● **Consigne a**: Recopiez fidèlement le passage de la tribune sur la tarification carbone qui va de "Pour accélérer la" jusqu'à "de précarité énergétique." inclus.

● **Extrait du document**:
════

Lecture de fin de semaine : tarification carbone et bouclier tarifaire

Tribune publiée le 26 janvier 2023 dans Le Monde

Pour accélérer la transition énergétique, un excellent moyen consiste à renchérir le coût des énergies fossiles relativement à leurs substituts décarbonés. Autrement dit, à taxer les rejets de CO₂. Un tel renchérissement pose cependant un problème d’équité du fait de la vulnérabilité d’une grande partie du corps social. En France, on compte, par exemple, plus de cinq millions de ménages en situation de précarité énergétique.

Lors de la mise en place de la taxe carbone en 2014, la recommandation des experts était d’allouer aux ménages à faibles revenus un tiers des recettes attendues, sous forme d’un revenu forfaitaire. Les gouvernements successifs n’ont pas suivi cette recommandation. En l’absence de redistribution des recettes, la taxe carbone a donc fait de l’antiredistribution, ce qui a conduit à son gel, en 2018, sous les coups de boutoir du mouvement des « gilets jaunes ».

En ne mettant pas en place un instrument redistributif contrant les inégalités face au renchérissement des énergies fossiles, les pouvoirs publics ont renoncé à suivre la trajectoire de hausse de la taxe carbone pourtant inscrite dans la loi. Ils se sont également privés d’un instrument qui aurait pu être activé lors du renchérissement de l’énergie fossile provoqué quelques années plus tard par les tensions internationales et la guerre en Ukraine. Ils ont alors mis en place les « boucliers tarifaires ».

Institué fin 2021 par le gouvernement Castex pour le gaz, le bouclier tarifaire a été élargi ensuite aux autres énergies. Il a permis de limiter les pertes de pouvoir d’achat des Français captifs de moyens de transport individuels et de modes de chauffage à source d’énergie fossile. Mais, en limitant le prix des énergies fossiles pour tous, sans distinction de revenu ou de localisation géographique, le signal envoyé par l’Etat avec le bouclier tarifaire a été contreproductif en matière climatique. Il a fortement accru les subventions aux énergies fossiles, décourageant les changements de comportement à adopter pour viser la neutralité carbone. On a fait du social au détriment de l’écologie.

Imparfait chèque énergie

Le dispositif a par ailleurs coûté de l’ordre de 100 milliards d’euros au Trésor public en deux ans. Il a favorisé la dégradation de la balance commerciale du fait du renchérissement des importations d’énergies fossiles : le déficit a été multiplié par deux entre 2021 et 2022. Sur le plan macroéconomique, le bouclier tarifaire a certes permis de stabiliser la demande des ménages, mais a eu des implications fâcheuses sur les comptes publics et la balance des paiements, au moment où la transition écologique impliquerait au contraire de libérer des capacités de financement additionnelles pour l’investissement et les reconversions industrielles et professionnelles.

════

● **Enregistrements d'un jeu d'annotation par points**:
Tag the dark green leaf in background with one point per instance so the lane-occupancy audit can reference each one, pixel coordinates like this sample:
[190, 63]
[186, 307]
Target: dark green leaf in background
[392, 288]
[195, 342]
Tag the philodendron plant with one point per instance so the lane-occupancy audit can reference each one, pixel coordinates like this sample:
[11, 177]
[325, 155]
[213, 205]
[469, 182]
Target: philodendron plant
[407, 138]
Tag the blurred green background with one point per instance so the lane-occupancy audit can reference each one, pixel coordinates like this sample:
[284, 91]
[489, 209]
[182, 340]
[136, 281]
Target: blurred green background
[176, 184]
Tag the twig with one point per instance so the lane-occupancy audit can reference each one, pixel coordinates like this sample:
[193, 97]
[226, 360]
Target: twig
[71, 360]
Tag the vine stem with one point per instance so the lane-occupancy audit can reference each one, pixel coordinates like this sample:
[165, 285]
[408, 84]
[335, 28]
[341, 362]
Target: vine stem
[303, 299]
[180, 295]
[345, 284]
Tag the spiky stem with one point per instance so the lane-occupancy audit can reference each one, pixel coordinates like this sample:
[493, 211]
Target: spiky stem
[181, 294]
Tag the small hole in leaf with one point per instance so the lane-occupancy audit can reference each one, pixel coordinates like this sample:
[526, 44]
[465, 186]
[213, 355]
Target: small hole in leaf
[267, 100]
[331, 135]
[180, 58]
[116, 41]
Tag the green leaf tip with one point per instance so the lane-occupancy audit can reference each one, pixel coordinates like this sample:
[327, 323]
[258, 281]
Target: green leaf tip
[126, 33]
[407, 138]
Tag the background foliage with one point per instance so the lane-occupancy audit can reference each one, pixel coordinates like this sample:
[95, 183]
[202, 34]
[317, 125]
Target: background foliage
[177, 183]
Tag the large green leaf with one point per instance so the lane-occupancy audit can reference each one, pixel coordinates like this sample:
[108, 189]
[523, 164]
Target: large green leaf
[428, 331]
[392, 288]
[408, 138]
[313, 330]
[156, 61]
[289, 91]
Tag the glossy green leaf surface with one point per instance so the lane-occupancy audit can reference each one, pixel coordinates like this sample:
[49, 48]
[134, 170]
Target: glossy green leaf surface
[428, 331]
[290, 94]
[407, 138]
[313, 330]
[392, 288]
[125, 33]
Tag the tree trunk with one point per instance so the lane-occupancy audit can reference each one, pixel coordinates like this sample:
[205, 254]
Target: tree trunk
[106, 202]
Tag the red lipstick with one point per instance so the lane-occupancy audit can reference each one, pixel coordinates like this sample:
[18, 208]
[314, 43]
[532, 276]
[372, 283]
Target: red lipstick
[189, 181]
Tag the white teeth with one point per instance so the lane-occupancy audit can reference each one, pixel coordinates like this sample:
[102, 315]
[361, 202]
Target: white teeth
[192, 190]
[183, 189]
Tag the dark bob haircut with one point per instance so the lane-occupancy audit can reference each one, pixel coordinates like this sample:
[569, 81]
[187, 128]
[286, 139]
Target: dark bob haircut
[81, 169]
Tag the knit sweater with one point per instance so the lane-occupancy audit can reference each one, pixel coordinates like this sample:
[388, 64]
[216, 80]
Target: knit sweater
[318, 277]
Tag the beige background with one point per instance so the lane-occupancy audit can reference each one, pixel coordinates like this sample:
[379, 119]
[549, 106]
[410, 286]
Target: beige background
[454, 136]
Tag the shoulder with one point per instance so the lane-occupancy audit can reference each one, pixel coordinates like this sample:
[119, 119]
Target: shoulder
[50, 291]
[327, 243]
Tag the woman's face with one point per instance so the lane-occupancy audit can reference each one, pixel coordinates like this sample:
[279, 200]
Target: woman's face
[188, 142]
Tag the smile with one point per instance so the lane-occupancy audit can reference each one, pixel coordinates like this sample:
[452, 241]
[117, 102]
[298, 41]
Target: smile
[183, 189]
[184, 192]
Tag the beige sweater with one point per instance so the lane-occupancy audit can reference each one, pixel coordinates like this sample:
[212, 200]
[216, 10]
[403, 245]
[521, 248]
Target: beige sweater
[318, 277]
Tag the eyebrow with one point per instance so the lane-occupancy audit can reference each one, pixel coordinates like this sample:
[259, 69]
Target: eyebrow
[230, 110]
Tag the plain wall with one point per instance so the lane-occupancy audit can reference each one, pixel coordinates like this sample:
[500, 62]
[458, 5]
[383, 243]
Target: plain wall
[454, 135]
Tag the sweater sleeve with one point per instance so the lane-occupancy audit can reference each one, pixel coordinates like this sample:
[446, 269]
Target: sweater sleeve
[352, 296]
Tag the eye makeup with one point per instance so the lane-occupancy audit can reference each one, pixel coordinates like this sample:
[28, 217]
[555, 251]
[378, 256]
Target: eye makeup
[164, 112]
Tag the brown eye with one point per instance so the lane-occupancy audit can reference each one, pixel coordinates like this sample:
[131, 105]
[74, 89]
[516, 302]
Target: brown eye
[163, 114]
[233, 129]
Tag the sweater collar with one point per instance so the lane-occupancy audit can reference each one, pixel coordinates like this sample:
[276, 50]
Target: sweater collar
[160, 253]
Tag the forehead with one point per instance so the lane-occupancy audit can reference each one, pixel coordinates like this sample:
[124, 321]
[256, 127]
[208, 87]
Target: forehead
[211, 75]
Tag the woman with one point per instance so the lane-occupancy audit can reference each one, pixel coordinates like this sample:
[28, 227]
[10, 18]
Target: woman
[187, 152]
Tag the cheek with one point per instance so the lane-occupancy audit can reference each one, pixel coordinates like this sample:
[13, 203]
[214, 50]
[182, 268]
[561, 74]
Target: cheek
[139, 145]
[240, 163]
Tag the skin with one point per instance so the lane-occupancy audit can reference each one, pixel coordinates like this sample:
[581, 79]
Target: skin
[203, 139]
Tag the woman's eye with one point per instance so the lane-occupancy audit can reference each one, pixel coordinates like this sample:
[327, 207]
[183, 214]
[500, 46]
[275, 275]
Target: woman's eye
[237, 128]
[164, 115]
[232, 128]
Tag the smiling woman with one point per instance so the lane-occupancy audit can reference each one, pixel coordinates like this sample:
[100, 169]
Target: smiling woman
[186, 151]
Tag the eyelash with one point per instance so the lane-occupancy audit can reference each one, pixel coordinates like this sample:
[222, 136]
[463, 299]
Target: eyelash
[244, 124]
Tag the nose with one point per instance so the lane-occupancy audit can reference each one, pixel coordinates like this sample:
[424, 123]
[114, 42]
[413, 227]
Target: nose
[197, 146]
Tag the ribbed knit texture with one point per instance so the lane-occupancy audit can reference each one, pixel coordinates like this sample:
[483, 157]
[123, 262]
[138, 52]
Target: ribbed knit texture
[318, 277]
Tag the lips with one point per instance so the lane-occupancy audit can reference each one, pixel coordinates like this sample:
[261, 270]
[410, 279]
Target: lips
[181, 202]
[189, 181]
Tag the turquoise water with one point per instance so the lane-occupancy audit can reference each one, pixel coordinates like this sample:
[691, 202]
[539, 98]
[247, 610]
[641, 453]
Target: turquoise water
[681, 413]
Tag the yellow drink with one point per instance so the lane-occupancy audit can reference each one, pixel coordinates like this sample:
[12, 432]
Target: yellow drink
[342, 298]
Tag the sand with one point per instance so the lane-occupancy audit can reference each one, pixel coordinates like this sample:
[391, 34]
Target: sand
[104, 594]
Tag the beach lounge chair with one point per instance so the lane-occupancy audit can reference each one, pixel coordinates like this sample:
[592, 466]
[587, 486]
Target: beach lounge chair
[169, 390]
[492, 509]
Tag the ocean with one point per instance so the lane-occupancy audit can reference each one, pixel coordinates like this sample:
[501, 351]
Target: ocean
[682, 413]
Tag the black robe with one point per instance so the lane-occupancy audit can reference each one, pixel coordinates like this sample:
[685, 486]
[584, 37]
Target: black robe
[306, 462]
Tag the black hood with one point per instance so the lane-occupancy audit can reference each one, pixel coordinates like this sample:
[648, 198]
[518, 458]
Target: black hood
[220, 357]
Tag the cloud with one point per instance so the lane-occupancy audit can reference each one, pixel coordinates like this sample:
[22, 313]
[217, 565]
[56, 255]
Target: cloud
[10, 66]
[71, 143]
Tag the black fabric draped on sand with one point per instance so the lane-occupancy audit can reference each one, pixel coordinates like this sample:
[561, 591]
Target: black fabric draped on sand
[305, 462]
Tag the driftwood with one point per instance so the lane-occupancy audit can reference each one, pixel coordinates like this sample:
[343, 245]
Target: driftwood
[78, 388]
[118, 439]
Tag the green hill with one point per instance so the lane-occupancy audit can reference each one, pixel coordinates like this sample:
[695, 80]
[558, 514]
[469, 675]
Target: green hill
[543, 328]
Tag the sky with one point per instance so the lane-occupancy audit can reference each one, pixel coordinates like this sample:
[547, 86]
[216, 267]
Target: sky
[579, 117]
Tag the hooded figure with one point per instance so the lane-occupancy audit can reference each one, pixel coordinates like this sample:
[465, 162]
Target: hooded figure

════

● **Consigne b**: Renvoyez à l'identique les lignes des enregistrements, de la ligne contenant "Tag the driftwood" jusqu'à la fin des enregistrements, cette première ligne comprise.

● **Réponse a**:
Pour accélérer la transition énergétique, un excellent moyen consiste à renchérir le coût des énergies fossiles relativement à leurs substituts décarbonés. Autrement dit, à taxer les rejets de CO₂. Un tel renchérissement pose cependant un problème d’équité du fait de la vulnérabilité d’une grande partie du corps social. En France, on compte, par exemple, plus de cinq millions de ménages en situation de précarité énergétique.

● **Réponse b**:
Tag the driftwood with one point per instance so the lane-occupancy audit can reference each one, pixel coordinates like this sample:
[343, 245]
Target: driftwood
[78, 388]
[118, 439]
Tag the green hill with one point per instance so the lane-occupancy audit can reference each one, pixel coordinates like this sample:
[695, 80]
[558, 514]
[469, 675]
Target: green hill
[543, 328]
Tag the sky with one point per instance so the lane-occupancy audit can reference each one, pixel coordinates like this sample:
[547, 86]
[216, 267]
Target: sky
[579, 117]
Tag the hooded figure with one point per instance so the lane-occupancy audit can reference each one, pixel coordinates like this sample:
[465, 162]
Target: hooded figure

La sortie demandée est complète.